-- Opening Marker --

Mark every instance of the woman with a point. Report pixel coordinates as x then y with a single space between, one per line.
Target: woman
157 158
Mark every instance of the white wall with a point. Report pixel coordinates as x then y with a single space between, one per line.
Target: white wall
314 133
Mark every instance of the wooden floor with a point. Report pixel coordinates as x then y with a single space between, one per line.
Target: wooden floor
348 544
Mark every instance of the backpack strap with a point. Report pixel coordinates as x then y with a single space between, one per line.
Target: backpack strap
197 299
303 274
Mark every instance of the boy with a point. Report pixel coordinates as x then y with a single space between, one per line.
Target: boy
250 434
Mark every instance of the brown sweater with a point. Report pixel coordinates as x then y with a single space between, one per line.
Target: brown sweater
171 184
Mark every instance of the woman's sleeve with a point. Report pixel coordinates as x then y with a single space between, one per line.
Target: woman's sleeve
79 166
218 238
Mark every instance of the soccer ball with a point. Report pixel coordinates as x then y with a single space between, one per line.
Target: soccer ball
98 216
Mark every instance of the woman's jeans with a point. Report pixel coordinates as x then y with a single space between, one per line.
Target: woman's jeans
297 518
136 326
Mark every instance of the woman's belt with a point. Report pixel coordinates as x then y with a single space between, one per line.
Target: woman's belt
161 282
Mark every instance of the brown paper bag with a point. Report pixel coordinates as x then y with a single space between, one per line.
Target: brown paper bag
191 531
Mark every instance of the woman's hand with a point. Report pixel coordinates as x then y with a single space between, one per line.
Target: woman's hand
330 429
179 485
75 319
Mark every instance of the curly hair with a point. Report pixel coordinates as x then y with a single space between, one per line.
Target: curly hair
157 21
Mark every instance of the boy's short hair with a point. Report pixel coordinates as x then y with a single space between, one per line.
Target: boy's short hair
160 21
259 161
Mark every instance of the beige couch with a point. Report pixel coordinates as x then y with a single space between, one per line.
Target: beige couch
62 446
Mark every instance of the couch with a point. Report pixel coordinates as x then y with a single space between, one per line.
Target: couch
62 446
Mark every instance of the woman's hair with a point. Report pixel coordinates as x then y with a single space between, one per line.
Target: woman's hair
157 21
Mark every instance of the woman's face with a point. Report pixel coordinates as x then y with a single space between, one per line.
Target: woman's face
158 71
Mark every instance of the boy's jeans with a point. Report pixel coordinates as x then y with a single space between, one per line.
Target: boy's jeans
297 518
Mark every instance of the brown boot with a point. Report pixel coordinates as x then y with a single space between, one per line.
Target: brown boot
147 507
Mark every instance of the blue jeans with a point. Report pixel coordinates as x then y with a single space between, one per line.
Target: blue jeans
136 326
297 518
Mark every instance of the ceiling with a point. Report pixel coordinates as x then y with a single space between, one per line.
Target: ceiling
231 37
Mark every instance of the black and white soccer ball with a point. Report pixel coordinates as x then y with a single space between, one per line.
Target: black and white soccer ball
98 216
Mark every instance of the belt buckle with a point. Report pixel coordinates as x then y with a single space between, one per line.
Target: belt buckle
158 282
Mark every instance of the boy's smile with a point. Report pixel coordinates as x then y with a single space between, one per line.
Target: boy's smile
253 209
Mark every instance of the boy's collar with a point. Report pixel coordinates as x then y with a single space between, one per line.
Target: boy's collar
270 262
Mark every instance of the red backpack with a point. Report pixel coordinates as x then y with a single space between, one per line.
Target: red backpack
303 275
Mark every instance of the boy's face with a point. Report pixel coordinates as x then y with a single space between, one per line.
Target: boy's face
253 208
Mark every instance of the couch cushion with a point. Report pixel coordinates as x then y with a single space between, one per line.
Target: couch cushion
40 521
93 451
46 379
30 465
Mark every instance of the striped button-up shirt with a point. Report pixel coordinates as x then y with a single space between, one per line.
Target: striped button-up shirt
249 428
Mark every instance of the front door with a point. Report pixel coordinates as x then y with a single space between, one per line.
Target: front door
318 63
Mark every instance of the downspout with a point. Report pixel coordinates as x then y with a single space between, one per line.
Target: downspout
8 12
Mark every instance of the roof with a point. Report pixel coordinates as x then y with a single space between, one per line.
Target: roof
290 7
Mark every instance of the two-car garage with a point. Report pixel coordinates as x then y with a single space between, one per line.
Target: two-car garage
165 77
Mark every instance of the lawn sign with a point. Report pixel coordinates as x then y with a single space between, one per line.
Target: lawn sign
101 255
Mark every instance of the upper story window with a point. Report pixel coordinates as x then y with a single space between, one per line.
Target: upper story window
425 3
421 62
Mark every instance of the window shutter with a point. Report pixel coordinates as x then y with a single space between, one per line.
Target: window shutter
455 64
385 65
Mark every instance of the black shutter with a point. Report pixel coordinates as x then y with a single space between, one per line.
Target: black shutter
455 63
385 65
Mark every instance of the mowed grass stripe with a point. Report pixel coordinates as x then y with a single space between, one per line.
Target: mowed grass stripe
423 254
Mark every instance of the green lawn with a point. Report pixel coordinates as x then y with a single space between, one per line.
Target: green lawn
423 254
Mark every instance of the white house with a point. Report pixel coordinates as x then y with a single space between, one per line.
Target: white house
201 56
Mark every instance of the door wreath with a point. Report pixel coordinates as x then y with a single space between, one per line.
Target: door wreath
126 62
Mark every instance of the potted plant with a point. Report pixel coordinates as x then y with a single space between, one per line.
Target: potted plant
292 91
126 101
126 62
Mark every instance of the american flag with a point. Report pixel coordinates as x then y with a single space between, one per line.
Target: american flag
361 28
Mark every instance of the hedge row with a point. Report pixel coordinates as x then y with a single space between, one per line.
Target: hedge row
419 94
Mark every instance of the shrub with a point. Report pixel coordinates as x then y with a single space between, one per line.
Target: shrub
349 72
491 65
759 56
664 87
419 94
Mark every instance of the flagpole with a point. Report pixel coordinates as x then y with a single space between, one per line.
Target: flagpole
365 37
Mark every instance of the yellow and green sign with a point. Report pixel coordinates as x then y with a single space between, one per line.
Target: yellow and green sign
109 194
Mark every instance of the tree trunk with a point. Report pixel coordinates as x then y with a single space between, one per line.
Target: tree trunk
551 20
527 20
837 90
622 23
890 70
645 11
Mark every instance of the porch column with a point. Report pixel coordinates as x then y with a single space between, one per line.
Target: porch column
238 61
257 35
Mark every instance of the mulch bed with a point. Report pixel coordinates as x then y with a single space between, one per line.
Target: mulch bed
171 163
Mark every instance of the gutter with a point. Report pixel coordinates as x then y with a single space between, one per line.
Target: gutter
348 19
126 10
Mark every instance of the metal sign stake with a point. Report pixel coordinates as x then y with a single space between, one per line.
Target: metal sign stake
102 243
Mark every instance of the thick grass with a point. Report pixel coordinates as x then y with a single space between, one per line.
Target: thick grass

-- Closing Marker --

**Goal of the exercise:** Copy out each line of the listing that holds "thick".

**Exercise result:**
Mark every instance of the thick grass with a point. Report pixel coordinates as x then y with a single space between, one per line.
Target: thick grass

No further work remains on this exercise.